# WHAT YOU NEED TO DO
Output all the entries below. Each must match exactly.

[Recorded data]
+ + + + +
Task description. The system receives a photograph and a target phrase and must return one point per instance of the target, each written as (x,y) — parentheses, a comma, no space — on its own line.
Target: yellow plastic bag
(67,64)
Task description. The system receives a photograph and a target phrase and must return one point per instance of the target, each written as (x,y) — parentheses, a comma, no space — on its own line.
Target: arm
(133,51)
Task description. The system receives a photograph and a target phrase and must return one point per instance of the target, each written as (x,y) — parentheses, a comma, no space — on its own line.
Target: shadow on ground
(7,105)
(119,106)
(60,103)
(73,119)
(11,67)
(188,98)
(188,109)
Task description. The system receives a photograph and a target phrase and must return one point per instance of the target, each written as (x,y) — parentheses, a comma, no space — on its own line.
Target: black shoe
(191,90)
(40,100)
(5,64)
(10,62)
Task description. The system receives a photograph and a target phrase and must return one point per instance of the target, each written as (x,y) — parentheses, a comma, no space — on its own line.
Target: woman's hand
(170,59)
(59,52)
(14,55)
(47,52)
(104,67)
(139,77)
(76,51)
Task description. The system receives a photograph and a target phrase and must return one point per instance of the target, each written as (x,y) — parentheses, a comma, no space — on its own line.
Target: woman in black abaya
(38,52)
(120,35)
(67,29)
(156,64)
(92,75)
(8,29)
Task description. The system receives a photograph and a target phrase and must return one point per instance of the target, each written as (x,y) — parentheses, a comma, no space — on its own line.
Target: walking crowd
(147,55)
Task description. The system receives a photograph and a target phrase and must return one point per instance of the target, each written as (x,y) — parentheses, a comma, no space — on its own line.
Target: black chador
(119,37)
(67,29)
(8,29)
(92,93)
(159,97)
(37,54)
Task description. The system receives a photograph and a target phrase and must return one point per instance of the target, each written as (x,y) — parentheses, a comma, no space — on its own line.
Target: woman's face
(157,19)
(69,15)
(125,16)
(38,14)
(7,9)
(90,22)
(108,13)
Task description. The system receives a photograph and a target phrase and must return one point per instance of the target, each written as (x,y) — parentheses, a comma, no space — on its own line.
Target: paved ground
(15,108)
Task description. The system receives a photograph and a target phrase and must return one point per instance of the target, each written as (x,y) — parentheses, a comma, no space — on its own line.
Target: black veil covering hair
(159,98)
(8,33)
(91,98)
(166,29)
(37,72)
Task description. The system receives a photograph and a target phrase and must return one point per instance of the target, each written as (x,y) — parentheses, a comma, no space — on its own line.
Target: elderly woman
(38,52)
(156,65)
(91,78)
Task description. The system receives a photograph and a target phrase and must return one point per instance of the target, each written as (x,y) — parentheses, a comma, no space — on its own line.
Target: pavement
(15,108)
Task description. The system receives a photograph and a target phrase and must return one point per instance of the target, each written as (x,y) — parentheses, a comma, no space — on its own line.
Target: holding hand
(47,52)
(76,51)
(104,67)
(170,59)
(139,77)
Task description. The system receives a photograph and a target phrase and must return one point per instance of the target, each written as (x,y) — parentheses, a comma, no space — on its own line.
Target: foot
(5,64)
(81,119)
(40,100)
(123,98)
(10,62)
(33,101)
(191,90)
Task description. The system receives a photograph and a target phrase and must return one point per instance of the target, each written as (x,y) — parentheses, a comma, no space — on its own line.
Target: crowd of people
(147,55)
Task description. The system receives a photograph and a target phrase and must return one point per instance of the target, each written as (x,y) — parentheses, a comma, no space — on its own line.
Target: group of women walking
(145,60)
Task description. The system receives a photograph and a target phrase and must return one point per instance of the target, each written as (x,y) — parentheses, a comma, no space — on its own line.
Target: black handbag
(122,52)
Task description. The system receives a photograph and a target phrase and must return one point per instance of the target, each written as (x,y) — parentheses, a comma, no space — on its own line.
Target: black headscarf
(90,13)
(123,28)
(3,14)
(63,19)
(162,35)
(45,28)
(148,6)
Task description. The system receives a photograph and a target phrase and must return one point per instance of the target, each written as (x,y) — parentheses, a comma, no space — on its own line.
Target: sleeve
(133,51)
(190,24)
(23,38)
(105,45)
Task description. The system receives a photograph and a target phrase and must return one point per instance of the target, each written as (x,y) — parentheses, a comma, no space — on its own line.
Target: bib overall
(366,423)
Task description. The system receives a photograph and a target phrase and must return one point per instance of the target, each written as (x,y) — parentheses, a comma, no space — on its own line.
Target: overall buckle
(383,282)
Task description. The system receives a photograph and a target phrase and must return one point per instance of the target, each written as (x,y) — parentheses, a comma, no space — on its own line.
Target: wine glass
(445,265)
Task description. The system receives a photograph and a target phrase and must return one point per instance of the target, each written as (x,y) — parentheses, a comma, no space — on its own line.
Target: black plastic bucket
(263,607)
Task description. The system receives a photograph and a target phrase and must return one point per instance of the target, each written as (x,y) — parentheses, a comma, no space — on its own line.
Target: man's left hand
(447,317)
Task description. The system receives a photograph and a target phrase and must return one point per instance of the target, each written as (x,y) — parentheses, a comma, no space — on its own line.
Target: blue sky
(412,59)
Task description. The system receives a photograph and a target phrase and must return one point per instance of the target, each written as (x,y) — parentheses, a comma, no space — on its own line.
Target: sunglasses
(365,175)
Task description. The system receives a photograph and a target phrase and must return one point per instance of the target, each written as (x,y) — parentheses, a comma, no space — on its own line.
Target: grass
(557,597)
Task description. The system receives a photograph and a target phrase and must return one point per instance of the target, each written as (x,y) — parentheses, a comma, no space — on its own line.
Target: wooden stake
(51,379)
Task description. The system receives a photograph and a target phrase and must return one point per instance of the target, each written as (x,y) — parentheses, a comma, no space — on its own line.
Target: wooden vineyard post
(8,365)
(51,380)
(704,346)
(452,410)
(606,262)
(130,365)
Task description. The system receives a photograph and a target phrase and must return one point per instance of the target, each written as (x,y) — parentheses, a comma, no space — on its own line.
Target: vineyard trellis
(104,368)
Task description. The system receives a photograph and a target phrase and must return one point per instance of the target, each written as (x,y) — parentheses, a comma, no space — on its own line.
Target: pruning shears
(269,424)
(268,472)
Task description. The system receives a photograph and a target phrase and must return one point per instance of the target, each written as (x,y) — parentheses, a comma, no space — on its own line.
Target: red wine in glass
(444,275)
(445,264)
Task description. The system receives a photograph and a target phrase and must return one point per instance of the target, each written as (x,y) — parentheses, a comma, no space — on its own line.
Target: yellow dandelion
+ + + + +
# WRITTEN SOLUTION
Task description. The system receives a photograph and a target phrase and must return one point per instance of the target, each written as (x,y) — parentheses, a comma, no space — on its own line.
Target: yellow plastic bag
(67,64)
Task description. The system receives a photograph and a target phrase and must return one point per instance of the target, each written as (x,y) — parentheses, a comma, no space — on its own line.
Target: arm
(133,51)
Task description. The system receives a photograph and a target phrase and must return one point per instance of the target, each written as (x,y) — parentheses, a comma, no space — on its own line.
Target: shadow on ground
(7,105)
(119,106)
(60,103)
(73,119)
(11,67)
(188,98)
(188,109)
Task description. The system receives a photograph and a target phrase and must return one point per instance of the target, each written as (x,y) — parentheses, a comma, no space — on its own line.
Target: black shoe
(191,90)
(40,100)
(5,64)
(10,62)
Task description. The system receives a photograph and a target phrase and must return one point per instance of the target, each written as (x,y) — parentheses, a comma, no space — on its own line.
Target: woman's hand
(170,59)
(59,52)
(14,55)
(47,52)
(104,67)
(139,77)
(76,51)
Task description. The system receives a photograph and a target phrase and must return one point per instance of the target, each written as (x,y) — parentheses, a comma, no space — on its own line.
Target: woman in black abaya
(38,52)
(120,35)
(67,29)
(156,64)
(92,75)
(8,29)
Task description. The system receives a photograph and a target phrase and must return one point per instance of the target, each written as (x,y) — parentheses, a comma, no space — on its own line.
Target: walking crowd
(147,55)
Task description. The system receives a photograph and a target phrase and must return one point per instance of the target, each written as (x,y) — parentheses, a comma, no space — on its own line.
Target: black chador
(119,37)
(67,29)
(8,29)
(92,93)
(159,97)
(37,54)
Task description. The system receives a photograph and a target phrase and must return one point per instance of the target, each written as (x,y) — parentheses, a comma, no space — on its own line.
Target: woman's face
(157,19)
(69,15)
(125,16)
(38,14)
(7,9)
(90,22)
(108,13)
Task description. The system receives a photograph and a target phrase and must return one point per instance of the target, each written as (x,y) — parentheses, a comma, no space — on its own line.
Target: paved ground
(15,108)
Task description. The system receives a photograph and a target phrase and must return one point per instance of the target, each written as (x,y) — parentheses, a comma, no space — on its own line.
Target: black veil covering hair
(159,98)
(8,33)
(91,98)
(166,29)
(37,72)
Task description. The system receives a photograph and a target phrase and must return one point per instance of the target, each written as (x,y) — parentheses, a comma, no space — on its own line.
Target: elderly woman
(38,52)
(156,65)
(91,78)
Task description. The system receives a photograph and a target phrase and must return one point per instance of the target, each written as (x,y) — parentheses, a comma, no space — on its own line.
Target: pavement
(15,108)
Task description. The system receives a photograph and a target phrase and must return one point per instance of the target, each written as (x,y) — parentheses, a comma, no space — on its own line.
Target: holding hand
(47,52)
(76,51)
(104,67)
(170,59)
(139,77)
Task description. The system receives a photograph and a target phrase and must return one point per instance of the target, each written as (x,y) — parentheses, a comma, no space — on its own line.
Target: foot
(5,64)
(81,119)
(40,100)
(123,98)
(10,62)
(33,101)
(191,90)
Task description. The system receives a photograph and a target phrase and must return one point per instance of the target, each written as (x,y) — parentheses, a comma, no space — on its own line.
Target: crowd of people
(147,55)
Task description. The system receives a photograph and a target phrase and must return one point per instance of the target, each written as (x,y) — parentheses, a comma, no space — on its own line.
Target: group of women walking
(145,60)
Task description. The system receives a photograph and a target phrase and must return one point per instance of the target, each written as (x,y) — parentheses, a comma, no space — on its own line.
Target: black handbag
(122,52)
Task description. The system receives a photograph and a target phrase and must return one point per instance of the target, each written as (x,y) — parentheses, a comma, no space — on its own line.
Target: black headscarf
(90,13)
(123,28)
(3,14)
(63,19)
(162,35)
(45,28)
(148,6)
Task description. The system receives a photograph and a target phrase and must return one point per instance of the target, each written as (x,y) — parentheses, a comma, no space — on its own line.
Target: sleeve
(133,51)
(190,24)
(23,38)
(105,45)
Task description. The system receives a photograph and a target phrase and must return one point per instance of the target, each written as (x,y) — parentheses, a comma, no space — on its own line.
Target: bib overall
(366,423)
Task description. The system receives a photograph and a target phrase and must return one point per instance of the target, each written as (x,y) — parentheses, a comma, no space — on its own line.
Target: overall buckle
(383,282)
Task description. The system receives a photograph and a target phrase and must return one point per instance of the target, each written as (x,y) — parentheses, a comma, no space — on its own line.
Target: wine glass
(445,265)
Task description. The system receives a photograph and a target phrase and must return one point per instance of the target, each written as (x,y) — parentheses, a comma, no space — on its own line.
Target: black plastic bucket
(263,607)
Task description. The system receives a photograph and a target phrase and must return one point per instance of the target, each written as (x,y) — parentheses, a comma, no space — on its own line.
Target: man's left hand
(447,317)
Task description. The system receives a photograph and a target phrase and must return one point per instance of the target, each written as (x,y) — parentheses, a comma, no space — on its own line.
Target: blue sky
(412,59)
Task description. The system receives a photograph and a target phrase and must return one point per instance of the target, each written as (x,y) — parentheses, a comma, no space — on its own line.
Target: sunglasses
(365,175)
Task description. The system receives a photograph and a target phrase and must return one point per instance of the target, each written as (x,y) — parentheses, a comma, no space — on its own line.
Target: grass
(557,597)
Task description. The system receives a photograph and a target phrase and must return one point per instance of the target, each written as (x,y) — parentheses, a comma, no space — on its own line.
Target: wooden stake
(51,379)
Task description. The system receives a photograph and a target phrase and must return one point per instance of the target, each written as (x,y) — parentheses, a comma, no space — on its own line.
Target: wooden vineyard post
(8,365)
(51,380)
(704,346)
(452,410)
(606,262)
(130,365)
Task description. The system receives a photograph and a target phrase and must return one point per instance of the target, each written as (x,y) — parentheses, a comma, no space — on its own line.
Target: vineyard trellis
(104,368)
Task description. The system receives a photograph and a target phrase and must return one point per instance of the target, each written as (x,y) — parentheses, a comma, no space — on its own line.
Target: pruning shears
(269,424)
(268,472)
Task description. The system receives a photograph and a target phrase and must return one point per instance of the target, each written as (x,y) — parentheses, a comma, no space — on its own line.
Target: red wine in glass
(444,275)
(445,264)
Task description. The system receives a photograph and a target phrase and must return one point per instance of the target, each written as (x,y) — parentheses, a comma, no space — on its own line.
Target: yellow dandelion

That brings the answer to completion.